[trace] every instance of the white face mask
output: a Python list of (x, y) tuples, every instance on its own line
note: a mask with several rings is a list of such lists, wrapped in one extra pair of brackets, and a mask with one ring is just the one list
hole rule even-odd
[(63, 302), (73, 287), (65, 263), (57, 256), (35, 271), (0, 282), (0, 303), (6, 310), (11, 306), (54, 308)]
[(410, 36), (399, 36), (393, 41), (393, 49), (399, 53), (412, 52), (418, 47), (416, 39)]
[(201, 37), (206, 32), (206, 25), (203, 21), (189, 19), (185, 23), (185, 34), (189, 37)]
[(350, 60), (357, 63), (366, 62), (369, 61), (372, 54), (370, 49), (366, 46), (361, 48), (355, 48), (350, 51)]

┄┄┄┄┄┄┄┄┄┄┄┄┄┄┄┄┄┄┄┄

- [Short exercise] Output the lines above as a Markdown table with the columns No. and Line. Number each row and omit any blank lines.

- [Answer for the task]
| No. | Line |
|---|---|
| 1 | [trace] every instance of the white face mask |
| 2 | output: a Python list of (x, y) tuples, every instance on its own line |
| 3 | note: a mask with several rings is a list of such lists, wrapped in one extra pair of brackets, and a mask with one ring is just the one list |
| 4 | hole rule even-odd |
| 5 | [(63, 302), (73, 287), (65, 263), (57, 256), (35, 271), (0, 282), (0, 303), (6, 310), (11, 306), (54, 308)] |
| 6 | [(410, 36), (399, 36), (393, 41), (393, 49), (399, 53), (412, 52), (418, 47), (416, 39)] |
| 7 | [(201, 37), (206, 32), (206, 25), (203, 21), (189, 19), (185, 23), (185, 34), (189, 37)] |
| 8 | [(350, 60), (357, 63), (366, 62), (369, 61), (372, 54), (370, 49), (366, 46), (361, 48), (355, 48), (350, 51)] |